--- BEGIN Text ---

On 15-Oct-20 6:23 PM, David Christensen wrote:
The SPAPR IOMMU requires that a DMA window size be defined before memory
can be mapped for DMA. Current code dynamically modifies the DMA window
size in response to every new memory allocation which is potentially
dangerous because all existing mappings need to be unmapped/remapped in
order to resize the DMA window, leaving hardware holding IOVA addresses
that are temporarily unmapped.  The new SPAPR code statically assigns
the DMA window size on first use, using the largest physical memory
memory address when IOVA=PA and the highest existing memseg virtual
address when IOVA=VA.

Signed-off-by: David Christensen <d...@linux.vnet.ibm.com>
---

These changes are almost exclusively contained to PPC64 code, so with below changes,

Acked-by: Anatoly Burakov <anatoly.bura...@intel.com>

+static uint64_t
+get_highest_mem_addr(struct spapr_size_walk_param *param)

--- END Text ---
--- BEGIN Extracted entries ---

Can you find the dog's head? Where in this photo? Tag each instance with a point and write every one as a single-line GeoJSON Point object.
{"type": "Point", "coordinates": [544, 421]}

--- END Extracted entries ---
--- BEGIN Extracted entries ---

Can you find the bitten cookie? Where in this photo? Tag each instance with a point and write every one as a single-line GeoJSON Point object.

--- END Extracted entries ---

Tasks and exercises
A) Please write out the part of the DMA window patch message between "On 15-Oct-20 6:23" and "address when IOVA=VA.", inclusive.
B) According to the DMA window patch message, when does the new SPAPR code assign the DMA window size?
C) Extend the DMA window patch message onward from the point where it stops.
The rows come from a separate source.

Task responses
A)
On 15-Oct-20 6:23 PM, David Christensen wrote:
The SPAPR IOMMU requires that a DMA window size be defined before memory
can be mapped for DMA. Current code dynamically modifies the DMA window
size in response to every new memory allocation which is potentially
dangerous because all existing mappings need to be unmapped/remapped in
order to resize the DMA window, leaving hardware holding IOVA addresses
that are temporarily unmapped.  The new SPAPR code statically assigns
the DMA window size on first use, using the largest physical memory
memory address when IOVA=PA and the highest existing memseg virtual
address when IOVA=VA.

B) It statically assigns the DMA window size on first use.

C)
+{
+       /* find the maximum IOVA address for setting the DMA window size */
+       if (rte_eal_iova_mode() == RTE_IOVA_PA) {
+               static const char proc_iomem[] = "/proc/iomem";
+               static const char str_sysram[] = "System RAM";
+               uint64_t start, end, max = 0;
+               char *line = NULL;
+               char *dash, *space;
+               size_t line_len;
+ /*
+                * Example "System RAM" in /proc/iomem:
+                * 00000000-1fffffffff : System RAM
+                * 200000000000-201fffffffff : System RAM
+                */
+               FILE *fd = fopen(proc_iomem, "r");
+               if (fd == NULL) {
+                       RTE_LOG(ERR, EAL, "Cannot open %s\n", proc_iomem);
+                       return -1;
+               }
+               /* Scan /proc/iomem for the highest PA in the system */
+               while (getline(&line, &line_len, fd) != -1) {
+                       if (strstr(line, str_sysram) == NULL)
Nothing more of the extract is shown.